▸ WHAT TO DO: Continue the passage about preparing a debt-free homestead for retirement, starting after its last sentence.

▸ TEXT SHOWN:

>>

Ok.  So a huge part of homesteading, prepping, and financial planning for the future, is to have what you need in terms of physical necessities and financial assets prior to leaving work and living out one’s “golden” years.

I have long told the middle class saver that one of the most important things you can do by the time you retire is to be debt free – including your mortgage.  Forget what you have ever heard about the interest deduction being good for you.  Pay off your mortgage, all credit debt, and try, if at all possible, to have no vehicle payment.

For instance, we still maintain a house in the city because we need it for work convenience.  We got the farm at the bottom of the foreclosure fiasco of the financial collapse.  We will use the equity from our city house to pay off the farm mortgage at retirement.  If the housing market fails again, I have no qualms about using other savings to pay the mortgage off.  This is our fortress and we will keep it no matter the cost.

Here is what our homestead should look like when we pull the plug on trading our lives and time for paychecks:

  •   The farm mortgage will be paid for. The only ongoing expense for the place will be insurance and property taxes.

> There isn’t much we can do about insurance.  However, we will have our agricultural status for taxes and if we play our cards right and are able to hay the place, the hay should pay the taxes and have enough left over to feed our grazing critters.

<<

▸ ENTRIES SHOWN:
>>

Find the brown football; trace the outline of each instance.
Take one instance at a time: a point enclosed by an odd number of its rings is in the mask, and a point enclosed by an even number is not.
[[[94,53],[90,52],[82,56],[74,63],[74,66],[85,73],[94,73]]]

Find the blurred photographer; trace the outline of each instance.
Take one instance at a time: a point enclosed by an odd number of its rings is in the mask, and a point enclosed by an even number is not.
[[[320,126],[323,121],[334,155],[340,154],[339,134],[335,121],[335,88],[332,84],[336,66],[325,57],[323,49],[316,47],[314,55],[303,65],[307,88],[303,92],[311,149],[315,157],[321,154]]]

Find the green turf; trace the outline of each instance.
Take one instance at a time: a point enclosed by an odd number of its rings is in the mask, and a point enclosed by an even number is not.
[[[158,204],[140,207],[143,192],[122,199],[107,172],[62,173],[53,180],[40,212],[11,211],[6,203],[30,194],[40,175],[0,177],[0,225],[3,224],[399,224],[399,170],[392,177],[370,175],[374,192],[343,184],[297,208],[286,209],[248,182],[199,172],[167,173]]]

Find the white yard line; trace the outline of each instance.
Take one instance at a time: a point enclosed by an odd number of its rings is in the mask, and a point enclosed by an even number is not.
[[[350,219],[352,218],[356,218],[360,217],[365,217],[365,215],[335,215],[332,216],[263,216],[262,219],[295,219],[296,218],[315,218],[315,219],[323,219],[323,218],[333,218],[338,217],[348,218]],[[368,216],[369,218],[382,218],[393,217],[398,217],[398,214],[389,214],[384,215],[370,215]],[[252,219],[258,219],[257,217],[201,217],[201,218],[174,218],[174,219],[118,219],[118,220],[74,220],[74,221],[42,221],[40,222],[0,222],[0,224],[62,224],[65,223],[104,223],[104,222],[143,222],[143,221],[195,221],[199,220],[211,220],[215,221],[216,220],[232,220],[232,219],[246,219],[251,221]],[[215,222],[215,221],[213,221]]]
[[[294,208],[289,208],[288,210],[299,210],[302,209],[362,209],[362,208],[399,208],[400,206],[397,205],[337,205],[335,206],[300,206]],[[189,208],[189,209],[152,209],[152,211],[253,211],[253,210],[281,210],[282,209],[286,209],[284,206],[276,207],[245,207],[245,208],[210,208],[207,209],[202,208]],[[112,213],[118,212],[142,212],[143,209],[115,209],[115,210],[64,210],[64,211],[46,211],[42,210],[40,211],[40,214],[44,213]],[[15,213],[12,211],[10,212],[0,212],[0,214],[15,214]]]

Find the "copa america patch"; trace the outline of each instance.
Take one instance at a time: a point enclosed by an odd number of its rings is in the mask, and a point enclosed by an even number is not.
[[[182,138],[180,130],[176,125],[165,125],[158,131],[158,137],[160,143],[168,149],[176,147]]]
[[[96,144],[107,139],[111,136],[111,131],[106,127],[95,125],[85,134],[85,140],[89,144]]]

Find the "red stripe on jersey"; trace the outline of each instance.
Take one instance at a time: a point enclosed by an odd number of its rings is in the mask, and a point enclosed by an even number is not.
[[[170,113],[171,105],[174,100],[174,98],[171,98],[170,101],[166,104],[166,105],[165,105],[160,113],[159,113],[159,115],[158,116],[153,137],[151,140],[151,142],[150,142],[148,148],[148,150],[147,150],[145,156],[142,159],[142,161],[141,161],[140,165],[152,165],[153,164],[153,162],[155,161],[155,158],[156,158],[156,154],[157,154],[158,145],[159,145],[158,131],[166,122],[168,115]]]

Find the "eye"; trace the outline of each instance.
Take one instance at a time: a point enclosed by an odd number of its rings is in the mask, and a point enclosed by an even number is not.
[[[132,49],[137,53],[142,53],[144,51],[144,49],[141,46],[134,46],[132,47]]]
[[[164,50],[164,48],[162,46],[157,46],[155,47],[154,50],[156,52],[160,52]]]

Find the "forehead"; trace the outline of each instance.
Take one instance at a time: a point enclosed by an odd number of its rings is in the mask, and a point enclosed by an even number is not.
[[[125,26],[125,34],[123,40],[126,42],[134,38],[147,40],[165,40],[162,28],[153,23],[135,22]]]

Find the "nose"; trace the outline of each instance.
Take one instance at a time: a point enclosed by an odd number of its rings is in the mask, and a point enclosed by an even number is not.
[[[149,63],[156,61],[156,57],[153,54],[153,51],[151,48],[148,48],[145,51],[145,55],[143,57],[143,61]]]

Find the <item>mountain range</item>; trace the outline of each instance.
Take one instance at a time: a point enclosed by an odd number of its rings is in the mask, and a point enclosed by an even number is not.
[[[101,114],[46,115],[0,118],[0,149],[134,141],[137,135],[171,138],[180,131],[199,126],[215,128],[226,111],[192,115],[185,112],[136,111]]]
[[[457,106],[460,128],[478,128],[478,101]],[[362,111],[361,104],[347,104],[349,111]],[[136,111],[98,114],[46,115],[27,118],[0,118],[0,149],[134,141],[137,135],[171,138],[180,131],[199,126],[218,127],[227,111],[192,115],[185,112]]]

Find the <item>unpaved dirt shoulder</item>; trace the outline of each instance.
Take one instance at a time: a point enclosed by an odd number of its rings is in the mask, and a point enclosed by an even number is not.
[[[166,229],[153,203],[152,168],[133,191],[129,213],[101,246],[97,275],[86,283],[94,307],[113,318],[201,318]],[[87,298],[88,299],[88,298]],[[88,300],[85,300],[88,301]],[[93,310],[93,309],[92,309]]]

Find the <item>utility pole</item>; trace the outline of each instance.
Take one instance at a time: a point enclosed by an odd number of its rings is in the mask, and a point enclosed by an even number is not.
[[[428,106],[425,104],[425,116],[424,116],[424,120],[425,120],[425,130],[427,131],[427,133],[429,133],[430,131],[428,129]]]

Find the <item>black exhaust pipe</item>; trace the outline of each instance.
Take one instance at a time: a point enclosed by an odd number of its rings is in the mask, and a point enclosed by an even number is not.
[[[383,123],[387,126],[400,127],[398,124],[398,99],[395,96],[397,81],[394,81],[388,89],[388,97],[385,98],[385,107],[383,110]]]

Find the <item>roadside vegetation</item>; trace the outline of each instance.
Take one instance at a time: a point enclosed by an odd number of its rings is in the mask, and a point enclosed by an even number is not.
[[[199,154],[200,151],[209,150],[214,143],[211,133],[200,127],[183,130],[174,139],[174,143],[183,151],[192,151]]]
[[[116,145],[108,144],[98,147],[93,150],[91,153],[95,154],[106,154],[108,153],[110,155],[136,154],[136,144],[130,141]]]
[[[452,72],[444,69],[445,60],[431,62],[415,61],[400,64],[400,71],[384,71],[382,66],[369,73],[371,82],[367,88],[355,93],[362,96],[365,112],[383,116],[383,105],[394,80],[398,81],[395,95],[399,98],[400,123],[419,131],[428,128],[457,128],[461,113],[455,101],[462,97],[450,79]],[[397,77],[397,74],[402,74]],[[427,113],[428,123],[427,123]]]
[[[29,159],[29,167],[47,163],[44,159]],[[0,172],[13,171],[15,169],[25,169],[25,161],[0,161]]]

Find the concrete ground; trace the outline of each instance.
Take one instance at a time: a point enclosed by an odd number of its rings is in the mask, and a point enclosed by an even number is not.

<<

▸ ANSWER SECTION:
  • No utilities:  We won’t have an electricity bill now that the solar is installed.  We will have a minimal propane expense as we are installing solar hot water and a stove, along with a solar hot air condenser that I will be building for heat.  The sun will provide much of our heating and hot water needs.  We are on a well and the solar panels power the pump.  We will have to replace the pump and solar inverter at some point, but those things last a good long time.  The only utility expense we will have is trash removal, but even that will be minimal.  We compost all of our food scraps, burn cardboard and paper, and recycle.  It seems unlikely that we will generate much waste that needs to be removed.
  • Because we raise our own food, our food expenses will be minimal.  We can grow our own greens year round, and given the success of our pigs and chickens, its seems unlikely that the industrial grocery cartels will see much of our money.
  • Vehicles:  Once the farm infrastructure is built, I will not need as big a vehicle as the pickup.  Being retired, we won’t be commuting.  Therefore, we won’t have auto payments and our fuel bills will be very small.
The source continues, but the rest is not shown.